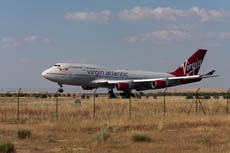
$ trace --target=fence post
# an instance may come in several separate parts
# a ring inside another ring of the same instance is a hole
[[[167,89],[168,88],[165,88],[165,90],[164,90],[164,94],[163,94],[163,96],[164,96],[164,103],[163,103],[163,110],[164,110],[164,117],[165,117],[165,112],[166,112],[166,104],[165,104],[165,96],[166,96],[166,91],[167,91]]]
[[[56,119],[58,120],[58,96],[59,96],[59,91],[57,90],[56,92]]]
[[[96,117],[96,91],[97,91],[97,88],[94,89],[94,92],[93,92],[93,118],[95,119]]]
[[[22,88],[18,89],[18,121],[19,121],[19,98],[20,98],[20,92],[21,92]]]
[[[226,98],[227,98],[227,114],[228,114],[228,110],[229,110],[229,109],[228,109],[228,104],[229,104],[229,103],[228,103],[229,92],[230,92],[230,89],[228,89],[228,91],[227,91],[227,97],[226,97]]]

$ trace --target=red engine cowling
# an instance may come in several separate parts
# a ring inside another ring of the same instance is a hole
[[[165,88],[165,87],[167,87],[167,82],[164,80],[156,80],[153,82],[152,86],[154,89]]]
[[[127,82],[119,82],[116,84],[117,90],[128,91],[130,89],[130,85]]]
[[[83,90],[93,90],[94,87],[89,87],[89,86],[81,86]]]

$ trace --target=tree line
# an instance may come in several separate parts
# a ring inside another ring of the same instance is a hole
[[[229,98],[230,99],[230,94],[227,94],[227,92],[199,92],[198,95],[192,92],[152,92],[152,93],[145,93],[145,92],[137,92],[133,93],[132,97],[133,98],[154,98],[156,99],[157,97],[161,96],[183,96],[186,97],[186,99],[192,99],[195,96],[198,96],[200,99],[219,99],[220,97],[223,97],[224,99]],[[105,94],[96,94],[96,97],[98,96],[104,96]],[[73,97],[75,98],[76,96],[80,96],[82,99],[89,99],[90,97],[93,96],[92,93],[87,93],[87,94],[75,94],[75,93],[20,93],[20,97],[33,97],[33,98],[52,98],[52,97]],[[5,93],[0,93],[0,97],[18,97],[18,93],[12,93],[12,92],[5,92]],[[121,97],[123,98],[119,93],[117,93],[116,97]]]

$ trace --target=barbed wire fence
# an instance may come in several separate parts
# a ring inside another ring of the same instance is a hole
[[[166,108],[169,109],[170,107],[168,107],[168,105],[174,105],[174,103],[171,103],[171,97],[173,96],[183,96],[185,97],[184,100],[180,100],[177,103],[179,104],[180,102],[185,102],[187,103],[187,106],[190,104],[190,108],[191,108],[191,100],[193,100],[192,103],[195,103],[196,106],[196,113],[198,111],[198,106],[200,104],[200,106],[204,107],[203,112],[205,112],[204,114],[209,115],[210,113],[214,112],[215,113],[223,113],[225,112],[224,110],[226,110],[226,114],[229,114],[229,98],[230,98],[230,89],[228,89],[225,92],[222,93],[202,93],[199,91],[199,95],[197,95],[198,92],[195,93],[187,93],[187,95],[185,93],[170,93],[168,92],[166,94],[166,90],[165,92],[159,92],[159,93],[154,93],[151,96],[153,97],[153,100],[151,100],[151,104],[156,103],[155,101],[158,100],[158,102],[163,102],[163,109],[161,108],[161,111],[163,110],[163,116],[166,116],[166,113],[172,113],[169,111],[166,111]],[[135,105],[138,105],[137,107],[141,108],[143,106],[143,103],[141,103],[141,101],[145,98],[145,101],[147,101],[147,99],[151,98],[150,94],[149,95],[145,95],[142,94],[142,98],[139,100],[139,98],[137,98],[135,100]],[[192,99],[189,99],[189,96],[192,96]],[[69,97],[70,101],[72,98],[72,103],[65,102],[65,98]],[[90,96],[87,96],[87,98],[89,98]],[[100,97],[100,96],[99,96]],[[156,98],[158,97],[158,98]],[[159,97],[162,97],[159,98]],[[212,98],[210,98],[212,97]],[[220,98],[221,97],[221,98]],[[81,98],[81,97],[79,97]],[[25,93],[23,92],[23,90],[21,88],[19,88],[17,91],[14,92],[6,92],[6,93],[1,93],[0,94],[0,122],[16,122],[16,121],[27,121],[27,120],[32,120],[32,119],[36,119],[37,121],[41,121],[41,120],[54,120],[54,119],[61,119],[61,118],[65,118],[68,115],[74,116],[74,117],[78,117],[78,118],[92,118],[92,114],[93,112],[91,111],[80,111],[83,107],[78,107],[77,109],[75,108],[75,104],[74,104],[74,100],[76,99],[76,95],[75,94],[57,94],[57,93]],[[98,97],[96,97],[96,99],[98,99]],[[134,99],[134,98],[133,98]],[[194,101],[197,100],[197,101]],[[202,99],[202,105],[201,102],[199,102],[198,100]],[[210,100],[213,99],[213,100]],[[119,99],[117,99],[119,100]],[[84,101],[87,101],[87,99],[85,99]],[[108,101],[110,101],[110,99],[108,98]],[[138,103],[139,101],[139,103]],[[211,103],[214,103],[215,101],[215,105],[213,106],[214,108],[210,108],[209,105],[211,105]],[[167,102],[167,103],[166,103]],[[93,104],[92,104],[93,106]],[[155,107],[156,105],[148,105],[151,106],[152,109],[153,107]],[[160,106],[160,105],[159,105]],[[162,106],[162,105],[161,105]],[[96,106],[95,106],[96,107]],[[132,107],[134,107],[132,105]],[[184,106],[183,106],[184,107]],[[216,107],[216,108],[215,108]],[[68,112],[67,108],[70,108],[70,112]],[[91,107],[92,108],[92,107]],[[85,108],[84,108],[85,109]],[[90,109],[90,108],[89,108]],[[128,111],[129,107],[127,107],[127,111]],[[147,109],[151,109],[149,107],[147,107]],[[185,108],[186,109],[186,108]],[[204,111],[205,109],[207,109],[207,113],[206,111]],[[65,111],[64,111],[65,110]],[[92,110],[92,109],[91,109]],[[133,112],[135,110],[135,112]],[[176,108],[174,109],[176,111]],[[75,112],[76,111],[76,112]],[[100,111],[97,110],[97,111]],[[131,111],[131,109],[130,109]],[[142,112],[137,112],[138,109],[132,109],[132,117],[135,116],[135,114],[141,114]],[[160,110],[159,110],[160,111]],[[189,111],[191,112],[191,110]],[[131,112],[130,112],[131,113]],[[180,113],[180,112],[178,112]],[[167,117],[167,116],[166,116]]]

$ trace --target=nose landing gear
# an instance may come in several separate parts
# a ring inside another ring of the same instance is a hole
[[[60,88],[58,89],[58,92],[63,93],[64,90],[62,89],[62,84],[58,84],[58,85],[60,86]]]

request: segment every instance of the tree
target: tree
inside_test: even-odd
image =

━━━━━━━━━━

● **WHAT TO PRODUCE**:
Please print each entry exactly as given and keep pictures out of it.

● **EXPECTED OUTPUT**:
$ trace --target=fence post
# an instance may come in several separate parts
# a ring inside another ring of the same instance is a hole
[[[167,89],[168,88],[165,88],[165,90],[164,90],[164,94],[163,94],[163,96],[164,96],[164,103],[163,103],[163,110],[164,110],[164,117],[165,117],[165,112],[166,112],[166,104],[165,104],[165,96],[166,96],[166,91],[167,91]]]
[[[56,119],[58,120],[58,96],[59,96],[59,91],[57,90],[56,92]]]
[[[96,117],[96,91],[97,91],[97,88],[94,89],[94,92],[93,92],[93,118],[95,119]]]
[[[22,88],[18,89],[18,121],[19,121],[19,98],[20,98],[20,92],[21,92]]]
[[[226,98],[227,98],[227,114],[228,114],[228,110],[229,110],[229,109],[228,109],[228,104],[229,104],[229,103],[228,103],[229,92],[230,92],[230,89],[228,89],[228,91],[227,91],[227,97],[226,97]]]

$ trace --target=red engine cowling
# an instance may come in several separate parts
# a ring inside another ring of the same instance is a hole
[[[165,88],[165,87],[167,87],[167,82],[164,80],[156,80],[153,82],[152,86],[154,89]]]
[[[127,82],[119,82],[116,84],[117,90],[128,91],[130,89],[130,85]]]
[[[83,90],[93,90],[94,87],[89,87],[89,86],[81,86]]]

$ trace --target=tree line
# an instance may come in several separate parts
# a ring inside another ring of the same instance is a hole
[[[229,98],[230,99],[230,94],[227,94],[227,92],[199,92],[198,95],[192,92],[152,92],[152,93],[145,93],[145,92],[137,92],[133,93],[132,97],[133,98],[154,98],[156,99],[157,97],[161,96],[183,96],[186,97],[186,99],[192,99],[195,96],[198,96],[200,99],[219,99],[220,97],[223,97],[224,99]],[[105,94],[96,94],[96,97],[98,96],[104,96]],[[73,97],[75,98],[76,96],[80,96],[82,99],[89,99],[90,97],[93,96],[92,93],[87,93],[87,94],[75,94],[75,93],[20,93],[20,97],[33,97],[33,98],[52,98],[52,97]],[[5,93],[0,93],[0,97],[18,97],[18,93],[12,93],[12,92],[5,92]],[[121,97],[123,98],[119,93],[117,93],[116,97]]]

$ trace --target=barbed wire fence
# an instance may come in several separate parts
# a ring inside another ring of the same instance is a hole
[[[166,108],[169,109],[170,107],[168,107],[168,105],[174,105],[174,103],[171,103],[171,97],[173,96],[183,96],[185,97],[184,100],[180,100],[177,103],[179,104],[180,102],[185,102],[187,103],[187,106],[190,104],[190,108],[191,108],[191,100],[193,100],[192,103],[195,103],[196,106],[196,113],[198,111],[198,106],[200,104],[200,106],[204,107],[203,112],[205,112],[204,114],[209,115],[210,113],[214,112],[215,113],[223,113],[225,112],[224,110],[226,110],[226,114],[229,114],[229,98],[230,98],[230,89],[228,89],[225,92],[222,93],[202,93],[199,91],[199,95],[197,95],[198,92],[195,93],[187,93],[187,95],[185,93],[170,93],[168,92],[166,94],[166,90],[165,92],[159,92],[159,93],[154,93],[151,96],[153,97],[153,100],[151,100],[151,104],[156,103],[155,101],[158,100],[158,102],[163,102],[163,109],[161,108],[161,111],[163,110],[163,116],[166,116],[166,113],[172,113],[169,111],[166,111]],[[135,105],[138,105],[137,107],[141,108],[143,106],[143,103],[141,103],[141,101],[145,98],[145,101],[147,101],[147,99],[151,98],[150,94],[149,95],[145,95],[142,94],[142,98],[139,100],[139,98],[137,98],[135,100]],[[192,99],[189,99],[189,96],[192,96]],[[69,97],[70,101],[72,98],[72,103],[65,102],[65,98]],[[90,96],[87,96],[87,98],[89,98]],[[100,97],[100,96],[99,96]],[[156,98],[158,97],[158,98]],[[159,97],[162,97],[159,98]],[[212,98],[210,98],[212,97]],[[220,98],[221,97],[221,98]],[[81,98],[81,97],[79,97]],[[25,93],[23,92],[23,90],[21,88],[19,88],[17,91],[14,92],[6,92],[6,93],[1,93],[0,94],[0,122],[16,122],[16,121],[27,121],[27,120],[32,120],[32,119],[36,119],[37,121],[41,121],[41,120],[54,120],[54,119],[61,119],[61,118],[65,118],[68,115],[74,116],[74,117],[78,117],[78,118],[92,118],[92,114],[93,112],[91,111],[80,111],[83,107],[78,107],[77,109],[75,108],[75,104],[74,104],[74,100],[76,99],[76,95],[75,94],[57,94],[57,93]],[[98,97],[96,97],[96,99],[98,99]],[[134,99],[134,98],[133,98]],[[194,101],[197,100],[197,101]],[[202,99],[202,105],[201,102],[199,102],[198,100]],[[210,100],[213,99],[213,100]],[[119,99],[117,99],[119,100]],[[84,101],[87,101],[87,99],[85,99]],[[108,101],[110,101],[110,99],[108,98]],[[138,103],[139,101],[139,103]],[[211,103],[214,103],[215,101],[215,105],[213,106],[214,108],[210,108],[209,105],[211,105]],[[167,102],[167,103],[166,103]],[[93,104],[92,104],[93,106]],[[155,107],[156,105],[148,105],[151,106],[152,109],[153,107]],[[160,106],[160,105],[159,105]],[[162,106],[162,105],[161,105]],[[96,106],[95,106],[96,107]],[[132,107],[134,107],[132,105]],[[184,106],[183,106],[184,107]],[[216,107],[216,108],[215,108]],[[68,112],[67,108],[70,108],[70,112]],[[91,107],[92,108],[92,107]],[[85,108],[84,108],[85,109]],[[90,109],[90,108],[89,108]],[[128,111],[129,107],[127,107],[127,111]],[[147,109],[151,109],[149,107],[147,107]],[[185,108],[186,109],[186,108]],[[204,111],[205,109],[207,109],[207,113],[206,111]],[[65,111],[64,111],[65,110]],[[92,110],[92,109],[91,109]],[[133,112],[135,110],[135,112]],[[176,108],[174,109],[176,111]],[[75,112],[76,111],[76,112]],[[100,111],[97,110],[97,111]],[[131,111],[131,109],[130,109]],[[142,112],[137,112],[138,109],[132,109],[132,117],[135,116],[135,114],[141,114]],[[160,110],[159,110],[160,111]],[[189,111],[191,112],[191,110]],[[131,112],[130,112],[131,113]],[[180,113],[180,112],[178,112]],[[167,117],[167,116],[166,116]]]

$ trace --target=nose landing gear
# an instance may come in several separate parts
# a ring inside another ring of the same instance is a hole
[[[60,88],[58,89],[58,92],[63,93],[64,90],[62,89],[62,84],[58,84],[58,85],[60,86]]]

request: segment every instance of the tree
target: tree
inside_test: even-odd
image =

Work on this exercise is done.